**À produire**
Recopiez fidèlement le passage du texte sur Franck et la forme cyclique, en commençant à « Durant les dix » et en terminant à « quelque sorte rationaliser. ».

**Passage extrait**
↓↓↓
Philippe Entremont, piano – Dan Zhu, violon – Aron Quartett
Les voies nouvelles de la musique de chambre à la française.
Durant les dix dernières années de sa vie, Franck porta à son acmé le principe de la forme cyclique qu’il avait suscité. Cercle parfait d’une construction qui ne laisse aucun thème sur le bord du chemin mais les inclus tous dans une seule ligne, laquelle prétend à un peu d’éternité. Mais Franck n’avait pas trouvé ex abrupto l’idée du cycle. Organiste de formation, la fréquentation de Bach lui avait ouvert la voie de ce principe qu’il allait en quelque sorte rationaliser.
↑↑↑
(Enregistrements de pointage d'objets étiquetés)
↓↓↓
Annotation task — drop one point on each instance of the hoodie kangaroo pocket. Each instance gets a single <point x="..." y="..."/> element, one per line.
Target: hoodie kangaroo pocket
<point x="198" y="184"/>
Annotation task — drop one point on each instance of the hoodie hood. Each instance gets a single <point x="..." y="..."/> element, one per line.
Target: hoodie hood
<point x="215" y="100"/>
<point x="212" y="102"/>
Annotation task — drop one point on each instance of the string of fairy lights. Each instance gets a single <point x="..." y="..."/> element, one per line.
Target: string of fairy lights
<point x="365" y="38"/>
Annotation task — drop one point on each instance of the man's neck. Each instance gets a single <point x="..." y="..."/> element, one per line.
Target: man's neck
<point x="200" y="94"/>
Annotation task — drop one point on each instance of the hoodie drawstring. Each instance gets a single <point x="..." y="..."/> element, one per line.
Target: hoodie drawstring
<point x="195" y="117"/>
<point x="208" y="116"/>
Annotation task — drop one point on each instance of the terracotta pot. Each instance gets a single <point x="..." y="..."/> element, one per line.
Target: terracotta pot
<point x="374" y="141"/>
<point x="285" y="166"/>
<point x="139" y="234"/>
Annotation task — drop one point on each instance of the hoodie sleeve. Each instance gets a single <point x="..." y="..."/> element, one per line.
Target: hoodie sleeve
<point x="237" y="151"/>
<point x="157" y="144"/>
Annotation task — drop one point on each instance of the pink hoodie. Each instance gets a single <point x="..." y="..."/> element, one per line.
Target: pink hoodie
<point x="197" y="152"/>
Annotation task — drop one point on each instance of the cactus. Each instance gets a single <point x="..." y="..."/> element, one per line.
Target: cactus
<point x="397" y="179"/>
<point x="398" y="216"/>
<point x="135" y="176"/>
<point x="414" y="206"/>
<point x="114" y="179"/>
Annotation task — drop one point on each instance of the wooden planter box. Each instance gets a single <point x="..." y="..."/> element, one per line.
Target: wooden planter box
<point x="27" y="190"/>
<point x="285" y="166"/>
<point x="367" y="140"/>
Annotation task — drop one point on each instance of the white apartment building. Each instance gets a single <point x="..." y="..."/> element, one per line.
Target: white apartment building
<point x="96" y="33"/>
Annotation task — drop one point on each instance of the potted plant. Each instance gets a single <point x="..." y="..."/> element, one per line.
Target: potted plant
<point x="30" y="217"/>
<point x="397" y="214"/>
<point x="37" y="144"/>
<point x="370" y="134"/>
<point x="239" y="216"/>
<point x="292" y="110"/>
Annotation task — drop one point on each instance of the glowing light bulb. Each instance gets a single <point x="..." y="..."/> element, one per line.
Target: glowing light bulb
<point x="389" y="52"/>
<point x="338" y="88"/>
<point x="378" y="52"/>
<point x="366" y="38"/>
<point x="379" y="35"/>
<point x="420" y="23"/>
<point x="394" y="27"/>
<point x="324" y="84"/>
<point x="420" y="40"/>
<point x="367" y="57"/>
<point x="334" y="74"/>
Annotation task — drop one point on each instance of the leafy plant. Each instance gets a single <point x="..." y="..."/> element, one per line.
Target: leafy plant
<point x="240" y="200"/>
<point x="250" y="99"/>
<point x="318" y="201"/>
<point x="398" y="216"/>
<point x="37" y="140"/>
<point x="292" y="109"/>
↑↑↑
**Résultat obtenu**
Durant les dix dernières années de sa vie, Franck porta à son acmé le principe de la forme cyclique qu’il avait suscité. Cercle parfait d’une construction qui ne laisse aucun thème sur le bord du chemin mais les inclus tous dans une seule ligne, laquelle prétend à un peu d’éternité. Mais Franck n’avait pas trouvé ex abrupto l’idée du cycle. Organiste de formation, la fréquentation de Bach lui avait ouvert la voie de ce principe qu’il allait en quelque sorte rationaliser.